------ Excerpt ------

How does Shazam work to recognize a song ?

The logo of Shazam

So, you want to know how Shazam works? What is Shazam, you may ask ? Let’s say you’re in a bar, and they play a song that you like and you don’t know its name ? Shazam can help you find out what is the name of that song.

What Shazam does, it lets you record up to 15 seconds of the song you are hearing and then it will tell you everything you want to know about that song: the artist, the name of the song, the album, offer you links to YouTube, to buy the song on iTunes, you name it.

Shazam was first offered in UK as a phone service over the GSM network, but now it’s available world-wide for a large number of phone brands. But this is not the waw part of the app. What is the most amazing thing, is the conditions in which it can detect the song it “hears”: it can detect the song recorded in heavy background noise conditions (like a crowded bar, as I initially mentioned) and even when the recorded sound quality is very low (it can run over cellular phone network). It is so amazing, that it can distinguish a songs when 2 songs are playing simultaneously or when the song is in the background of a radio DJ.

------ Extracted information ------

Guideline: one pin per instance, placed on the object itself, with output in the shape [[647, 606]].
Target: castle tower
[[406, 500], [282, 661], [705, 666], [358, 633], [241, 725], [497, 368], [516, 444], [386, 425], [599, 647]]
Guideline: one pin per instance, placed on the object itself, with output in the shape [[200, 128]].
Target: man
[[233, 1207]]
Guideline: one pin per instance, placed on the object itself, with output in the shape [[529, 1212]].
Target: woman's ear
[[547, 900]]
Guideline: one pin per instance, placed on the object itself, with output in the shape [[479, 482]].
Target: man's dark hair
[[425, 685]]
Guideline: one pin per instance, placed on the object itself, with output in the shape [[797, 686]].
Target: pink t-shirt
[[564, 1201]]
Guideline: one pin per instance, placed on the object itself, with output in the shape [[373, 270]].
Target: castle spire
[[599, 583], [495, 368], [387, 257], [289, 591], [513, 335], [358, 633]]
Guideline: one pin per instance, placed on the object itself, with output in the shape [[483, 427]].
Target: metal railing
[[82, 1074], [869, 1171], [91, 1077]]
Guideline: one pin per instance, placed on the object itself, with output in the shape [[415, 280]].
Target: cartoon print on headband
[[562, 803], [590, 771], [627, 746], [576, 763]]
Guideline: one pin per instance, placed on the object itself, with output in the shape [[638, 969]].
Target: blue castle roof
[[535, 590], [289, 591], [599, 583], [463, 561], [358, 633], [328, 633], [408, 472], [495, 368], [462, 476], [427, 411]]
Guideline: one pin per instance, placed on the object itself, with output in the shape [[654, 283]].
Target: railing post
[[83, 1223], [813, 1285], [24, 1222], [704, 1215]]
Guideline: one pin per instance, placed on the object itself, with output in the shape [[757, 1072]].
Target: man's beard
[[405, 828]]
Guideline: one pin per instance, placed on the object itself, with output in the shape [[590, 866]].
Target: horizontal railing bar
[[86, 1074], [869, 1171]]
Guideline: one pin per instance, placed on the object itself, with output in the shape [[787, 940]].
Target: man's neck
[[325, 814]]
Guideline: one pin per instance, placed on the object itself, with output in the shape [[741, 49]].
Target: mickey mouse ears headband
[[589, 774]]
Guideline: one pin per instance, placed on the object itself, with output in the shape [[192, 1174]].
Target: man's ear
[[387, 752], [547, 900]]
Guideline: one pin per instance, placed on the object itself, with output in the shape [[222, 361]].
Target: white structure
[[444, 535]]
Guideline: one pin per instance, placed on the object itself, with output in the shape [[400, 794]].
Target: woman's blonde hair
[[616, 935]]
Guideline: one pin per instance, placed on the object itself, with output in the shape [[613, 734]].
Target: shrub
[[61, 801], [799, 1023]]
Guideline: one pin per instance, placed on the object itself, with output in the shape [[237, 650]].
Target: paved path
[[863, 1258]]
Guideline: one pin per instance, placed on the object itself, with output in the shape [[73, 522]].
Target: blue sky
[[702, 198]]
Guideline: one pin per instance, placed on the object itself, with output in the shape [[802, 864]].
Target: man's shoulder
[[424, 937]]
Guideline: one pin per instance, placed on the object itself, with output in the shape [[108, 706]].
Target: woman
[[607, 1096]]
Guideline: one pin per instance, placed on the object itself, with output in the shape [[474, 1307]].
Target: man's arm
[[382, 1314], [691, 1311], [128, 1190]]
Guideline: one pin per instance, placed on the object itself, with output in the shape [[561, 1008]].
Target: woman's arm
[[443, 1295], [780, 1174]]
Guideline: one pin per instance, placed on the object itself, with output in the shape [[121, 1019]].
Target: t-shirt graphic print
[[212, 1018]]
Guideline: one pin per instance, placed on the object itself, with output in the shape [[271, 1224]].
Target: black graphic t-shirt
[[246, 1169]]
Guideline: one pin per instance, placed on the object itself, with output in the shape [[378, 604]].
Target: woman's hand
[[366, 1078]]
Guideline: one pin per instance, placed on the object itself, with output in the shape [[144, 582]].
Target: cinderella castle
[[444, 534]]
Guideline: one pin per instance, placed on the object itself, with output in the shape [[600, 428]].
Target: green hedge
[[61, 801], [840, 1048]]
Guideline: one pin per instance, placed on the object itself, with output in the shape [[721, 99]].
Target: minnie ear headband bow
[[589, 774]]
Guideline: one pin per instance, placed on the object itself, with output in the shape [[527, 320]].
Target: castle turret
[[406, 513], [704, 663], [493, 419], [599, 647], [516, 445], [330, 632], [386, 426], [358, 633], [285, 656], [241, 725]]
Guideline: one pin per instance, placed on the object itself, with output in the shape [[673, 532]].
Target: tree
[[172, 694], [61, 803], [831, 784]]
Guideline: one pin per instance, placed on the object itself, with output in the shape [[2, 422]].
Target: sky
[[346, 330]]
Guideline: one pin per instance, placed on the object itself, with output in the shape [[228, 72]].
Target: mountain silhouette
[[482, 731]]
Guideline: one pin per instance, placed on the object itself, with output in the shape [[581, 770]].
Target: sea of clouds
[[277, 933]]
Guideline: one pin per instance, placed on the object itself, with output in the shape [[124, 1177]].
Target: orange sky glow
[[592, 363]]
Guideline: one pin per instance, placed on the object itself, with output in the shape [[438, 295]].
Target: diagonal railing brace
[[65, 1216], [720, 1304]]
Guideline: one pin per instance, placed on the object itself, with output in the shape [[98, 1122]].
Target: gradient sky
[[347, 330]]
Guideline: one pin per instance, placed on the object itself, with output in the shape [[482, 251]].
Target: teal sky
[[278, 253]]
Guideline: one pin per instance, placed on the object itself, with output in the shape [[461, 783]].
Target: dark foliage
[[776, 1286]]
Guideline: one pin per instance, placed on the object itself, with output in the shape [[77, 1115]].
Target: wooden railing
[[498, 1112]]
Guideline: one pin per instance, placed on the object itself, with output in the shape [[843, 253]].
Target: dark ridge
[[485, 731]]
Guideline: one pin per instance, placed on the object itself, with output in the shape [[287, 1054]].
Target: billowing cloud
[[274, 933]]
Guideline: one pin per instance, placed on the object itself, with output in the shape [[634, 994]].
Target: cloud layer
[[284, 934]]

------
------ Extracted information ------

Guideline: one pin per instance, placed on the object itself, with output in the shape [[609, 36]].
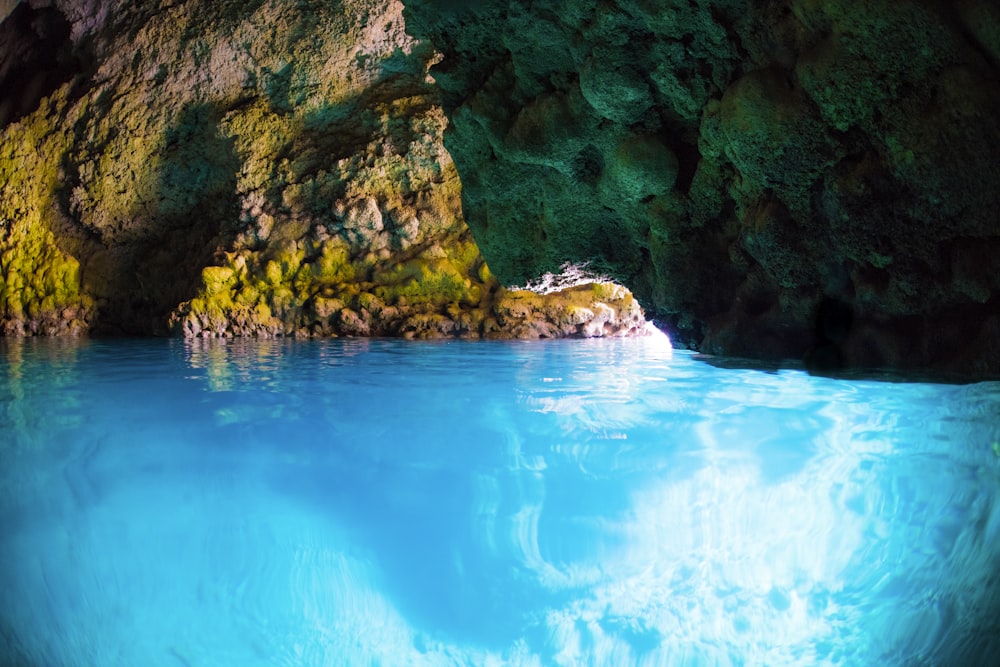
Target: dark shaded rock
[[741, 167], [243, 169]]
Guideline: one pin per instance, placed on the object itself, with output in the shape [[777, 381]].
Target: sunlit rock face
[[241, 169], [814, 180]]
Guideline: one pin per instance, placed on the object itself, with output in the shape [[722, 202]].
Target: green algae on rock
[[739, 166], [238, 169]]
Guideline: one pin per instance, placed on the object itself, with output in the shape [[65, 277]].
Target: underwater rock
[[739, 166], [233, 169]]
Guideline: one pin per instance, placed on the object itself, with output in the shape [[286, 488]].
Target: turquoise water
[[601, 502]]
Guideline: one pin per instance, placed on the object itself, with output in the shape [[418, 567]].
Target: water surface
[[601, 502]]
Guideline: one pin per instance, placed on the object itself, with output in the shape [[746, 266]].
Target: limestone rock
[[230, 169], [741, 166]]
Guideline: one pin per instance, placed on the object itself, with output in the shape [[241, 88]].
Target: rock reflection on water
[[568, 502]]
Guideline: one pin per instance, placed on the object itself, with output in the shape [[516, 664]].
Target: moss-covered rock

------
------ Extracted information ------

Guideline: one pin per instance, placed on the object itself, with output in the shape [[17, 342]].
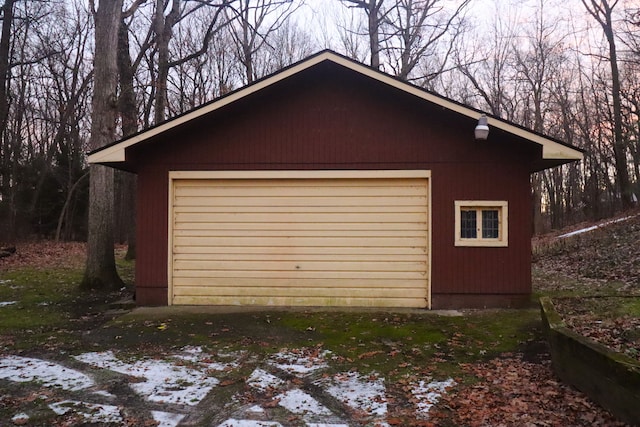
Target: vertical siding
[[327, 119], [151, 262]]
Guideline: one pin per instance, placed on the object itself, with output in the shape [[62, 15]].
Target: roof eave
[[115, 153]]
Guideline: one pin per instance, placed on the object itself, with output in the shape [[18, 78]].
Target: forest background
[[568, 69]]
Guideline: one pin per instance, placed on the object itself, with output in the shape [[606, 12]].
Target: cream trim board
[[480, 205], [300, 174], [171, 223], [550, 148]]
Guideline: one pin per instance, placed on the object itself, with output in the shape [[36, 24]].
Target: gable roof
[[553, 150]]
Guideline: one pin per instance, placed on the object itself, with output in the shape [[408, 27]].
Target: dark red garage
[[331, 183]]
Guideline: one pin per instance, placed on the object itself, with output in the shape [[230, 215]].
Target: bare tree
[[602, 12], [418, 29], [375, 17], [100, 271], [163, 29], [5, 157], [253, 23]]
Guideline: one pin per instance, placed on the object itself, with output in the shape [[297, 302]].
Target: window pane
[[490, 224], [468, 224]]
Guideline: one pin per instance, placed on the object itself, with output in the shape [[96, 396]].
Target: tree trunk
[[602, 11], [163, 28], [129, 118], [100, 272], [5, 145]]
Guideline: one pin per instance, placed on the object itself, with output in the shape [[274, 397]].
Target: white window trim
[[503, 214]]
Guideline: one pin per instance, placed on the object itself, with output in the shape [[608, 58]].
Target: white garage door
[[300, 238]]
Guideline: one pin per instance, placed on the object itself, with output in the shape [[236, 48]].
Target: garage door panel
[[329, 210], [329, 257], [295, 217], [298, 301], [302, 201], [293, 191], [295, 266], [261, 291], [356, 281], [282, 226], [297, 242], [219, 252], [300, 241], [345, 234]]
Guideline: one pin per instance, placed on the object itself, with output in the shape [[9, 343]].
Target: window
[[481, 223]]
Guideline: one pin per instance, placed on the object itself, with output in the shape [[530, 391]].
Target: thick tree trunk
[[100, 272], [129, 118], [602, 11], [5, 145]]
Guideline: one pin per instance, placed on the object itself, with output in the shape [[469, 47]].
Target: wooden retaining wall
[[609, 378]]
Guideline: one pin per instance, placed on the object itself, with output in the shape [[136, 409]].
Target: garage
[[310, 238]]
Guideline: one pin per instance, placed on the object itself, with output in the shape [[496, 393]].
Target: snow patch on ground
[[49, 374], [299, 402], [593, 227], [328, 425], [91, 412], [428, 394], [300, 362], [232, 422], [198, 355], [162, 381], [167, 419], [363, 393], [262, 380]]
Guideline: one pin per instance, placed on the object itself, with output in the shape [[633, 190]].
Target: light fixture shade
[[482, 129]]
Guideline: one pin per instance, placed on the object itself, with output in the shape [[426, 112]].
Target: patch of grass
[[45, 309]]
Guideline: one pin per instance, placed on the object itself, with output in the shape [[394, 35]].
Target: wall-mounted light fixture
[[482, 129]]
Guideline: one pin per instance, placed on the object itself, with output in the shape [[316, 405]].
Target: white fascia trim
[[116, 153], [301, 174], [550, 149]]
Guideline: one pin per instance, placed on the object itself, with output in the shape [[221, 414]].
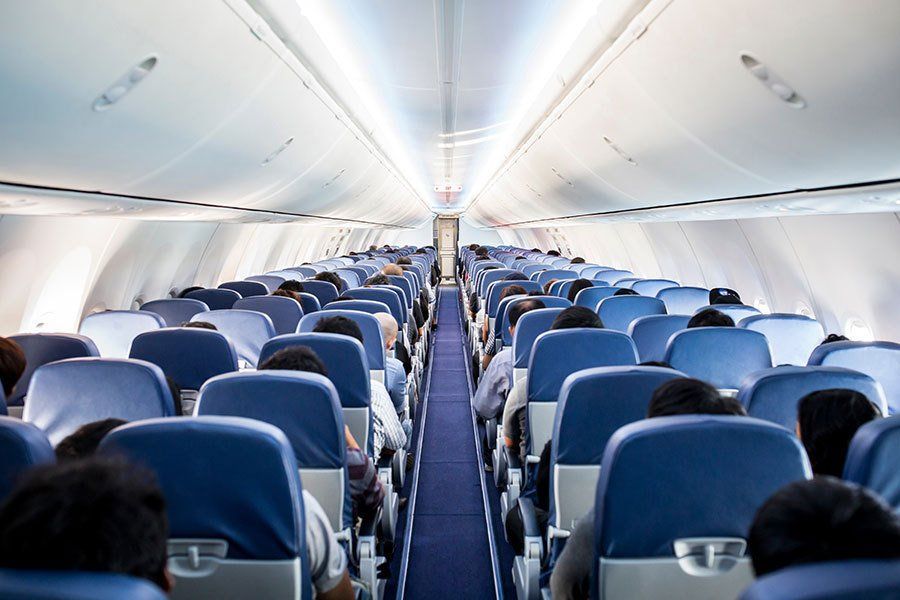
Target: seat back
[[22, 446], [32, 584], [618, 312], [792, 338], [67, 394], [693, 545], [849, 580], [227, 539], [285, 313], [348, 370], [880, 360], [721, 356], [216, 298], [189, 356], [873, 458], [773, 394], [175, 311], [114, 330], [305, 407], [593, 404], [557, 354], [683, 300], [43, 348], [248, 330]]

------

Exercise instructions:
(a) Translate this sentence from the Shazam excerpt into Spanish: "Shazam was first offered in UK as a phone service over the GSM network, but now it’s available world-wide for a large number of phone brands."
(b) Carry on the Shazam excerpt from its final sentence.

Per-task answers:
(a) Shazam se ofreció por primera vez en el Reino Unido como un servicio telefónico a través de la red GSM, pero ahora está disponible en todo el mundo para un gran número de marcas de teléfonos.

(b)
So, how does it manage to do this? Avery Li-Chun Wang, chief scientist and co-founder of Shazam, published a paper that explains just that. Long story short, it has a database of song’s fingerprints generated out of their spectrogram. When you record a sample with their app, they will generate a fingerprint for the recorded sample in the same way they did for all the songs in their database. After that they will try to find a match in their database for the sample.

In the next lines I will try to explain in more simple terms what I understood from that paper (please correct me if I’m wrong :D ):

So, how do they fingerprint a song ?

Let’s start with some vocabulary, explained for everyone:

First they generate a spectrogram for the song. The spectrogram is a 3 dimensions graph: on the horizontal (X) axis, you have the time, on the vertical (Y) axis you have the frequency and the third dimension is represented by color intensity and it represents the amplitude of a certain frequency. So basically, a dot on the graph will represent the volume of a certain sound at a certain time in the song. A darker point means that the specific sound (frequency) is louder than a lighter point.

Storing the full song in the database will occupy an enormous amount of space, considering that the Shazam database has more than 8 million songs. So instead, they will store only the intense sounds in the song, the time when they appear in the song and at which frequency.

So a spectrogram for a song will be transformed from this:

The initial spectrogram

into this:

The simplified spectrogram

Notice that the darker spots in the first image (the spectrogram) match the crosses in the second image.

To store this in the database in a way in which is efficient to search for a match (easy to index), they choose some of the points from within the simplified spectrogram (called “anchor points”) and zones in the vicinity of them (called “target zone”).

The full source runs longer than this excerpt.